» **Work to be completed**:
All records below are to be duplicated exactly, with every picture excluded.
━━━━━━
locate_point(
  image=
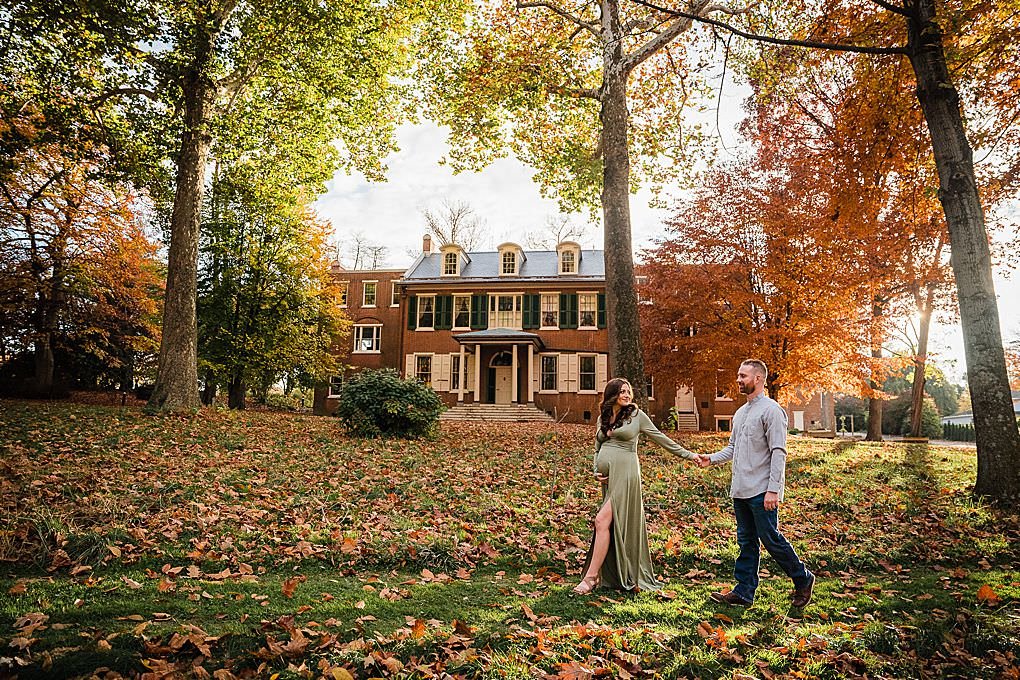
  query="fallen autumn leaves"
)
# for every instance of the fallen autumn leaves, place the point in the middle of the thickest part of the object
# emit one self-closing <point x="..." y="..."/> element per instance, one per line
━━━━━━
» **Task response**:
locate_point(
  image=
  query="fallen autumn leaves"
)
# for every instance of the fallen autumn leaves, place the point in the middle of the thickest part of the object
# emit one self-closing <point x="..." y="..."/> element per instance, one per line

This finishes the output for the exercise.